# Text provided
Back in the saddle...?
A fortnight since my last post and regular readers might be wondering what's up. I'd say I'm sorry not to have posted for so long, but I can't really. That is to say: I am sorry that this blog has lain fallow for so long, but it's not something I would want to apologise for. My reason for this is simply that I'm ill. Reading this, you might be asking yourself what kind of illness could prevent me from posting a short article to a blog now and then. So I might as well tell you.
I suffer from bipolar disorder, also known as manic depression. This means that for some 20 years or so I have been subject to an annual cycle of mood-swings, flipping between highs and lows lasting several months at a time. There is no prospect of remission for me, and I require daily medication to stay well enough to avoid long-term hospitalisation.This medication doesn't cure me, it just limits the intensity of the mood swings.

# Natural-language object grounding listing
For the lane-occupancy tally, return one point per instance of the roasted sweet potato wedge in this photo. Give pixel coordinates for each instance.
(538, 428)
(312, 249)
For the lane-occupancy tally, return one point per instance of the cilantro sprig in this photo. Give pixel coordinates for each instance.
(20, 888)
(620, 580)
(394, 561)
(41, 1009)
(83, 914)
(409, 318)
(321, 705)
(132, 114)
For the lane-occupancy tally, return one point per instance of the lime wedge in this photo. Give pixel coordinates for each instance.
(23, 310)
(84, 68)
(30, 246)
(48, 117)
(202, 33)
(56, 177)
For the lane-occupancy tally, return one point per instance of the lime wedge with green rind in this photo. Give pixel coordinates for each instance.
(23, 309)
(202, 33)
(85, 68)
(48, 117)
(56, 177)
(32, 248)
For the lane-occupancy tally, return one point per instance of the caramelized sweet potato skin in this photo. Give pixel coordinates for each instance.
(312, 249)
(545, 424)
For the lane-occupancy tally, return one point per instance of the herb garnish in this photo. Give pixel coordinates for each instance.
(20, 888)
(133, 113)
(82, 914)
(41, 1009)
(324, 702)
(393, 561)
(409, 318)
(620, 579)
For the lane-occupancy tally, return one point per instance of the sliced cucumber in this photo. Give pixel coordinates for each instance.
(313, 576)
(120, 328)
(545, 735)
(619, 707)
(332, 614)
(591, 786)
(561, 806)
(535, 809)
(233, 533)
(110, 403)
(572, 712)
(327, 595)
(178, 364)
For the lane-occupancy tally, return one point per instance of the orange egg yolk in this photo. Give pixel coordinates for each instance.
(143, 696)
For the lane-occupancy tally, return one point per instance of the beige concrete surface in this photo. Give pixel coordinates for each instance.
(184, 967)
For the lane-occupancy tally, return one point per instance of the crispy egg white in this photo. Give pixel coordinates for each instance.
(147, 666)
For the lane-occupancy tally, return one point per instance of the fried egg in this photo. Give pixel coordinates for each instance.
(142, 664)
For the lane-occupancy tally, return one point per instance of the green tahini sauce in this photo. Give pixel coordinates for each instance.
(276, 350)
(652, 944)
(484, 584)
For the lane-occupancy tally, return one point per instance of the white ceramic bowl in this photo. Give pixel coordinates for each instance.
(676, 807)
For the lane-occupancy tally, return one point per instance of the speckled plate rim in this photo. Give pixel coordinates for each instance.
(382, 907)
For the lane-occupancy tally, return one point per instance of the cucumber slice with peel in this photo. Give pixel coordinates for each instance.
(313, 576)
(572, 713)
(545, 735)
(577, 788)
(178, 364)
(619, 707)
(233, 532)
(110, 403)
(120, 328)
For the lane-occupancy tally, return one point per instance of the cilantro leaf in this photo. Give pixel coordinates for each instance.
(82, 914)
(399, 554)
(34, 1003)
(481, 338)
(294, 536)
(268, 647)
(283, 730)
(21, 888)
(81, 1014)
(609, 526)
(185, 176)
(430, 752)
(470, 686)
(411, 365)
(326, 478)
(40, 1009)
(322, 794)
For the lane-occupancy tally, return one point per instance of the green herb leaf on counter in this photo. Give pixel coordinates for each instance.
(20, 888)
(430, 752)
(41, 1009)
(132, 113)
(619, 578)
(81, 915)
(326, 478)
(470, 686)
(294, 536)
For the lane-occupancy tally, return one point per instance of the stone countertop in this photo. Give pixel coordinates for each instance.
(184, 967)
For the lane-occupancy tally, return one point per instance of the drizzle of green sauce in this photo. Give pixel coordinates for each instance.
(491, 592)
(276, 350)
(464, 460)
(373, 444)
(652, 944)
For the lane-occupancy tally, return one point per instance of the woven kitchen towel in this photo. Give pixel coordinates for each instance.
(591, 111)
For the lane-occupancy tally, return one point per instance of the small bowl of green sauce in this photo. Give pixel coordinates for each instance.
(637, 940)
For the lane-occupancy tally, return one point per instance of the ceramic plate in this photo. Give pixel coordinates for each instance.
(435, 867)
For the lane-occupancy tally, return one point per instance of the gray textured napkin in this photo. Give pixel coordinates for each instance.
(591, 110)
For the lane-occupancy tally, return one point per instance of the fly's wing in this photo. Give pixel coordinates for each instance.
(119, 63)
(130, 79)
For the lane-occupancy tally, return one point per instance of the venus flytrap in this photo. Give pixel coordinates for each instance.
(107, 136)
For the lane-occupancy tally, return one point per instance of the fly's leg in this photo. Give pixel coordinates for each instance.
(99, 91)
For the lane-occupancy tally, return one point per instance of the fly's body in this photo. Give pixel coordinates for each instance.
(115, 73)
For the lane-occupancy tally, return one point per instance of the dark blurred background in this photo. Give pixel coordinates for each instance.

# Task directions
Continue the blog post about the writer's bipolar disorder, picking up right after its final sentence. Nothing in the listing is needed for this work.

# Reply to the exercise
And so it is that, towards the end of October, I slumped into my depressive down-swing. One result of this was that I was unable to maintain my blog (another was that I was unfit to GM last Sunday). As my bloglag lengthened I found myself confronting the unspoken question 'Where have you been?' when I was to resume posting. The idea of handwaving this away was deeply painful to me. This is no abstraction or metaphor: the mentally ill endure not only the suffering of our affliction; we also bear the burden of stigma. Internalising this stigma because of fear- eg. by hiding the cause of my long bloglag- actually contributes to our suffering. Long experience has taught me that the best way to deal with this is to be up front about my illness, to save everyone as much bother as possible.
And that is why I've gone into so much detail about such a deeply personal matter. I'm not trying to turn this blog into a confessional for my sufferings. Rather, it's that the alternative- ie. passing over the matter in silence- could well have turned my bloglag into a blogging black hole.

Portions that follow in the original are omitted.